◆ Records
-- start --

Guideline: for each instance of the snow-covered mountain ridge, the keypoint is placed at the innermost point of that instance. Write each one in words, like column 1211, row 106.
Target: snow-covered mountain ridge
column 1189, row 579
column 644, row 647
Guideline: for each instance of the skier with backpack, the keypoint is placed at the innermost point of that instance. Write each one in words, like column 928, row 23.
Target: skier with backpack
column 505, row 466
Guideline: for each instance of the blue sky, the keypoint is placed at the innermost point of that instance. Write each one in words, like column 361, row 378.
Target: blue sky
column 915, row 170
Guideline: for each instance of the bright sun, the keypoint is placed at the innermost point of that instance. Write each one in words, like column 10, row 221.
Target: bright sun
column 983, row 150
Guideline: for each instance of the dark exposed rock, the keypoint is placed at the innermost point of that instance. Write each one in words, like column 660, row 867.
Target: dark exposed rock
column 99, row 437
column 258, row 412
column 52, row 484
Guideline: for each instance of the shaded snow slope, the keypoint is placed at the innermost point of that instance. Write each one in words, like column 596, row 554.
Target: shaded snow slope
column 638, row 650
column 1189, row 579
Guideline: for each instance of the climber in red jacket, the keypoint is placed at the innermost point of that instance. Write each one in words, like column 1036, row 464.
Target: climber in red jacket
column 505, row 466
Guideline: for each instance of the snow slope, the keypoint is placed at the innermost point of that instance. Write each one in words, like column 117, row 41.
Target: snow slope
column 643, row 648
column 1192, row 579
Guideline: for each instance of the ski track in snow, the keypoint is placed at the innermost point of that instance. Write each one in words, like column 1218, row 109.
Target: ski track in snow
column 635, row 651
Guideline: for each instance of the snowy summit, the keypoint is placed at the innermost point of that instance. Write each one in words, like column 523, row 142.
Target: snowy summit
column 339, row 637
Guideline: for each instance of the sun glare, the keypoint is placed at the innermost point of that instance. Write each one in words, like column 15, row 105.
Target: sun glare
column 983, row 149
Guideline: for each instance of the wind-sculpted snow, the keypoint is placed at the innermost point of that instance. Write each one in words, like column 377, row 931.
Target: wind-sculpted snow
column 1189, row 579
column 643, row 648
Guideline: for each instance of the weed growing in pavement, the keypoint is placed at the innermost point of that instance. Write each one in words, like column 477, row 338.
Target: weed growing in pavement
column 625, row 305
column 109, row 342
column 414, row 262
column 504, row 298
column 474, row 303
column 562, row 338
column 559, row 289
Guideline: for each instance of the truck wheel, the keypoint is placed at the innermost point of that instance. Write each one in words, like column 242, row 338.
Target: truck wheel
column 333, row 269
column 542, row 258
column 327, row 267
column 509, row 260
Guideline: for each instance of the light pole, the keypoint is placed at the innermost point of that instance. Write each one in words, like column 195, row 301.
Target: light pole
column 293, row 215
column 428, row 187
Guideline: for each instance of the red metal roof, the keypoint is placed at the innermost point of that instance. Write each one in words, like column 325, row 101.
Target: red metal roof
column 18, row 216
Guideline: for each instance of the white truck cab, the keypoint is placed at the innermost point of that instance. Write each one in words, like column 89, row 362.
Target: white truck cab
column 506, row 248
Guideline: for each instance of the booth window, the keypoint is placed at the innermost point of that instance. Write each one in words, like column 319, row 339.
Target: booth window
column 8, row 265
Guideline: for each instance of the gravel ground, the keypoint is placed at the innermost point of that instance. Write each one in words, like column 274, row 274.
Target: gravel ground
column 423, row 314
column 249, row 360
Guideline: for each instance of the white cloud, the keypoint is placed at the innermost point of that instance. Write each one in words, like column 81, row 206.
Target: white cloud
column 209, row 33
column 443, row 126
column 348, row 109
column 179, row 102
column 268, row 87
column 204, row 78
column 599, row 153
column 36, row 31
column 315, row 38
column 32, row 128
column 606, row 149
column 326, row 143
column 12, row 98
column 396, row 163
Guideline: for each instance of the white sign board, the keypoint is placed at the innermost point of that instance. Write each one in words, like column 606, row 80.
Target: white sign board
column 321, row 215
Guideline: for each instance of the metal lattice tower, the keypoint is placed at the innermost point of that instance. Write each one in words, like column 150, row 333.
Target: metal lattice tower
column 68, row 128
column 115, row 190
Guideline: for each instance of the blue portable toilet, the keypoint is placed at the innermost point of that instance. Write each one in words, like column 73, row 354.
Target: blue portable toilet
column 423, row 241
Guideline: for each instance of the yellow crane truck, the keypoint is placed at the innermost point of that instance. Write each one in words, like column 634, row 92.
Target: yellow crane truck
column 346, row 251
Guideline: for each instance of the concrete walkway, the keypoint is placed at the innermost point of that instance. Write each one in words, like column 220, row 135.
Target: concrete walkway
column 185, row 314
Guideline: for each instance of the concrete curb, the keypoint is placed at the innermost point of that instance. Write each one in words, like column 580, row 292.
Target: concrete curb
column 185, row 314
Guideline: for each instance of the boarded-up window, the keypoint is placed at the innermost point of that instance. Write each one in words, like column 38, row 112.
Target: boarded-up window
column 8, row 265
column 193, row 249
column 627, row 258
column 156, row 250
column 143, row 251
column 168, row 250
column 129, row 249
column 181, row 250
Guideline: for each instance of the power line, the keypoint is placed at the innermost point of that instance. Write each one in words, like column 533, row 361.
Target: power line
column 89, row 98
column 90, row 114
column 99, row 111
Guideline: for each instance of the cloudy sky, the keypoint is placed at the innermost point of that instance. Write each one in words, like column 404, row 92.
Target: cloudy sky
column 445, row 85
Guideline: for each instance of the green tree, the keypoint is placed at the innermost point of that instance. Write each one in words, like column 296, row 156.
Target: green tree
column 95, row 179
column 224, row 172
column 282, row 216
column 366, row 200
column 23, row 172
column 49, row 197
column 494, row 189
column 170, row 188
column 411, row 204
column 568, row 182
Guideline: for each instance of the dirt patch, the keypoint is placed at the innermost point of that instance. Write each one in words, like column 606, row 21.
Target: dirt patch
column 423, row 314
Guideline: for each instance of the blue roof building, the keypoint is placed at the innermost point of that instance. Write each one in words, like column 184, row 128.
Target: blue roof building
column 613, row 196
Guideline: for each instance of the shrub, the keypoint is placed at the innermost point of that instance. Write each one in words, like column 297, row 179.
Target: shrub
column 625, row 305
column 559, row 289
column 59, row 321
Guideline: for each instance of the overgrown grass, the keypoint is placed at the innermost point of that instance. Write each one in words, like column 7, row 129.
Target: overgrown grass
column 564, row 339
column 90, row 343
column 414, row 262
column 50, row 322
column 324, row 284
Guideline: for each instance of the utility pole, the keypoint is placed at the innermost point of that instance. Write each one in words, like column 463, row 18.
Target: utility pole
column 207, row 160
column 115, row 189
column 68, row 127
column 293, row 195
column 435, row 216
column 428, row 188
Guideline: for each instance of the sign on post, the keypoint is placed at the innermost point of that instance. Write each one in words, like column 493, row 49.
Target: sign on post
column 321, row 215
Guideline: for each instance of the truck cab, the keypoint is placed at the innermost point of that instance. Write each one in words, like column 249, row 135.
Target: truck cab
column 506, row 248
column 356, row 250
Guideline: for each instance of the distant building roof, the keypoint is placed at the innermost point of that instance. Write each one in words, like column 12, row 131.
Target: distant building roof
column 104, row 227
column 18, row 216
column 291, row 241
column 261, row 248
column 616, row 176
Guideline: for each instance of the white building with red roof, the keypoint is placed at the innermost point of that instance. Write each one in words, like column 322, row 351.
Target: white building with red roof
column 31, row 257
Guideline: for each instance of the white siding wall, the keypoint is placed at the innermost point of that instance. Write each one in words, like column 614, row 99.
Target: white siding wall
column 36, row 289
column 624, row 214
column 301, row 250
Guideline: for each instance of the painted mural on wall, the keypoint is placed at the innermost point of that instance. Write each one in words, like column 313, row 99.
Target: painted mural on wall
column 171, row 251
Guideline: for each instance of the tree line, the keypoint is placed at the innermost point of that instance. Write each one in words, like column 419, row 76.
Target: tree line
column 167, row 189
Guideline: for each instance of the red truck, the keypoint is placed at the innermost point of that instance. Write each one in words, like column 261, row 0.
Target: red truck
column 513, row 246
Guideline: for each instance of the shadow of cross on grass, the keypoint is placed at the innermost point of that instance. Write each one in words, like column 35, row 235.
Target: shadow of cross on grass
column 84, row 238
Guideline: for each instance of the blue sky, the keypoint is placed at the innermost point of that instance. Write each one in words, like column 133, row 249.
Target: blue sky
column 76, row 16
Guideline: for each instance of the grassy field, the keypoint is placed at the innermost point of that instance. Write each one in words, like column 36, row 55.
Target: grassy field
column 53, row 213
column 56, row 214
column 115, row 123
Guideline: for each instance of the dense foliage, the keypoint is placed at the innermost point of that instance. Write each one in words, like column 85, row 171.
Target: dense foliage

-- end --

◆ Instructions for the task
Rewrite the listing starting at the line containing "Guideline: for each instance of the truck cab, the" and ending at the line containing "column 301, row 250", replacing "keypoint" with "marker" and changing nothing else.

◆ Result for this task
Guideline: for each instance of the truck cab, the marker is placed at the innermost point of that instance. Write each one in words, like column 249, row 135.
Target: truck cab
column 506, row 248
column 356, row 250
Guideline: for each instance of the distant building roof, the marker is placed at the innermost point of that instance. Write each one in words, like column 12, row 131.
Target: distant building roof
column 104, row 227
column 18, row 216
column 291, row 241
column 261, row 248
column 616, row 176
Guideline: for each instance of the white building with red roof, the marker is placed at the innermost point of that instance. Write each one in words, like column 322, row 351.
Target: white building with red roof
column 31, row 257
Guideline: for each instance of the white siding wall, the marker is placed at the innermost point of that instance. Write each one in words, like column 614, row 99.
Target: white siding wall
column 36, row 289
column 624, row 214
column 301, row 250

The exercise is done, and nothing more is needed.